(Location labeling records)
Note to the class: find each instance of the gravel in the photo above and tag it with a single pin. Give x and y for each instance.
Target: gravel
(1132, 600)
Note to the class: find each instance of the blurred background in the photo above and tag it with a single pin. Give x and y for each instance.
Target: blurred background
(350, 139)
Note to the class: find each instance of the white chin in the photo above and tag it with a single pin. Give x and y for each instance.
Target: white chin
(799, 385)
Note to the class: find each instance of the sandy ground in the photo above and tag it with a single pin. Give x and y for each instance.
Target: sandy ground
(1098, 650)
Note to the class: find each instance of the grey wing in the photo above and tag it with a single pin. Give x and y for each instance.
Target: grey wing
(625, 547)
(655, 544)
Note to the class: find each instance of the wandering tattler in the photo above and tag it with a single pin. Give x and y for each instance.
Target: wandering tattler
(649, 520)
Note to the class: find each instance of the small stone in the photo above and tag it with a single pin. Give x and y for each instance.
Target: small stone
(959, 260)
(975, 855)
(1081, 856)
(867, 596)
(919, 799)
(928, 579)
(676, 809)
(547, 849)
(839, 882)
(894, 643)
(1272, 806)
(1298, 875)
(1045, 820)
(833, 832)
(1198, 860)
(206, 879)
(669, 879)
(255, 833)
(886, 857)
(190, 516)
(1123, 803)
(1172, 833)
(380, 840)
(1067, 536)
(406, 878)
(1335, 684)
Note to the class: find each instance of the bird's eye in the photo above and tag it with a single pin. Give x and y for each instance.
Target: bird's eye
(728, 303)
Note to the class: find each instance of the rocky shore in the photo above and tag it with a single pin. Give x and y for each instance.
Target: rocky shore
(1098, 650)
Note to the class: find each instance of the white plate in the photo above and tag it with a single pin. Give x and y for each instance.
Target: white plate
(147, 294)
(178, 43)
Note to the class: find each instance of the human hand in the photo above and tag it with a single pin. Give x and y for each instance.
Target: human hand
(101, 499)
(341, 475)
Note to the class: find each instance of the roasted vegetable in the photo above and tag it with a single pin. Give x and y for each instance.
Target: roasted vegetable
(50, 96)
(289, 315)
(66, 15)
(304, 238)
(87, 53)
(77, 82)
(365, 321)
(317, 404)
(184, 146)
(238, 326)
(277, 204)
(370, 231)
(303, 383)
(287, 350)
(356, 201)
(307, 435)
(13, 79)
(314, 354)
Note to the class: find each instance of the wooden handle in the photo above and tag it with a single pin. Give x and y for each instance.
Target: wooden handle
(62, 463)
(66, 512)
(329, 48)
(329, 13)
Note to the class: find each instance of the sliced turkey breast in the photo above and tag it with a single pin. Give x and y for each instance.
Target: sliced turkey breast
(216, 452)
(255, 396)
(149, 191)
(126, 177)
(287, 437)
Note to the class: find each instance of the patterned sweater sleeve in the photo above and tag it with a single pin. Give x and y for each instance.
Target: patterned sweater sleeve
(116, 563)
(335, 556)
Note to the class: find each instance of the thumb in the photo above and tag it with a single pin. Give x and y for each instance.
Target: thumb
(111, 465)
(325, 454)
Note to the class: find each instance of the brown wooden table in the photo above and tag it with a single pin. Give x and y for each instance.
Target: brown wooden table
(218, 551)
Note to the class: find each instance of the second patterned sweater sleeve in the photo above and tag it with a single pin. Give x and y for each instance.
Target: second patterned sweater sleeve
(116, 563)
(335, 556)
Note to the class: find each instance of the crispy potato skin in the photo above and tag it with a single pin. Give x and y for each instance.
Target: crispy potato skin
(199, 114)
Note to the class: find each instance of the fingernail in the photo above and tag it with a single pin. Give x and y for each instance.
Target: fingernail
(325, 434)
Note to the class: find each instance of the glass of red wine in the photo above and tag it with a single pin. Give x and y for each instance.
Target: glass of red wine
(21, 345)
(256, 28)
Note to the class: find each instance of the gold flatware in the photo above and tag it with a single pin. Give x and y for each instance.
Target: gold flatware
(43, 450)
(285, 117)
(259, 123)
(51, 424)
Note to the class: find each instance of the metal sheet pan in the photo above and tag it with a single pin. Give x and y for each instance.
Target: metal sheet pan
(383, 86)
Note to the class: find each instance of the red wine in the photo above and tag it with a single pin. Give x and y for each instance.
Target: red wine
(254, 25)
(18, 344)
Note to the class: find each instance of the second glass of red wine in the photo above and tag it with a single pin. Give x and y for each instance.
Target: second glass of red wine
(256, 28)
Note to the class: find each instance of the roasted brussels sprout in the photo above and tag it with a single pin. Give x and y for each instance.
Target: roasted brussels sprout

▸ Task statement:
Switch "red wine" to "white wine" in the listing, starting at the line with "Note to the class: find each instance of the red" and running through the end of the listing. Write those lines out again with nothing else changed.

▸ Exercise response:
Note to the class: find each instance of the white wine in the photo above and tag it with a single pin. Give x and y for each instance.
Target: white wine
(254, 25)
(18, 344)
Note to the class: find each instance of the second glass of white wine in the photo above and tag it with a single pin. Give x and y for each instance.
Target: second glass of white wine
(256, 28)
Note to the class: find each instance of the roasted brussels sprout in the photo above and tag it with a single pin. Give x and y for each instance.
Target: roasted brussels sprout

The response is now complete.